→ **GIVEN PASSAGE**:
===

In the beginning God created heaven and earth.
That was where the trouble started.
Before, there was chaos,
Which is what the wise man still seeks.
He divided light from darkness, dry land from sea,
But we got sea and darkness anyway.
Silly blundering old bugger,
Why couldn’t he have left well enough alone.

• Samuel Alexander, Space, Time, and Deity: The Gifford Lectures, 1916–1918 (1966).  At the end of the introduction, Frye wrote: “This kind of writing reminds me of the British music of the period—Elgar, Holst, Delius.  The connections are as rigorously self-limiting as Mendelssohnian music.  The prior social consciousness from which the individual withdraws is ignored.  The animal context of consciousness, including the subconscious, is ignored.  Here’s my foot.  There’s that stone.  But it’s more languid than the Johnson-Handel culture” (31).

===

→ **INFORMATION SUPPLIED**:
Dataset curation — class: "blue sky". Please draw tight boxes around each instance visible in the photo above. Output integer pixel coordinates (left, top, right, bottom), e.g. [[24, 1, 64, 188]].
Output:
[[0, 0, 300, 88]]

===

→ **SET EXERCISE 1**: In the passage on creation and Frye's notes, which three British composers does Frye name when describing what this kind of writing reminds him of?
→ **SET EXERCISE 2**: Write a continuation of the passage on creation and Frye's notes, picking up after its final sentence.

→ **ANSWER 1**: Elgar, Holst, and Delius.

→ **ANSWER 2**:
• Ernest Becker, The Denial of Death (1973): “death is one of the things the unconscious is unconscious of” (22).  “full humanness includes intelligence and sanctity, both of which are maladjustments” (58).  “recognition of the creature removes the barrier to the spiritual body, and that’s what’s repressed” (87).  “[Becker’s] discussion of Freud entirely personal: discussion of S.K. [Soren Kierkegaard] never even mentions Regina.  If S.K. has the right to resist doubt, what hasn’t Freud the right to resist faith?” (124)

• Louis Pawls and Jacques Bergier, The Morning of the Magicians (1975): “This is an important book for me as it confirms my hunch of a Druid analogy” (185).

• Nicolas Berdyaev, Truth and Revelation (1957).  Diagram on the verso of the back fly-leaf, coordinating the Megillot and the Book of Jonah with Frye’s four “confiscated gods”––the so‑called HEAP scheme:

Logos
(S.S. [Song of Songs])

Adonis
(Eccl [Ecclesiastes])

Eros
(Ruth)

Hermes
(Jonah)

Prometheus
(Esther)

Thanatos
(Lam. [Lamentations])

• H.P. Blavatsky, An Abridgement of “The Secret Doctrine” (1966).  At the end of the Preface, xxvi: “essence of religion [for Blavatsky] not the Poetic Genius but a doctrine, not the constructing power but something it constructs.”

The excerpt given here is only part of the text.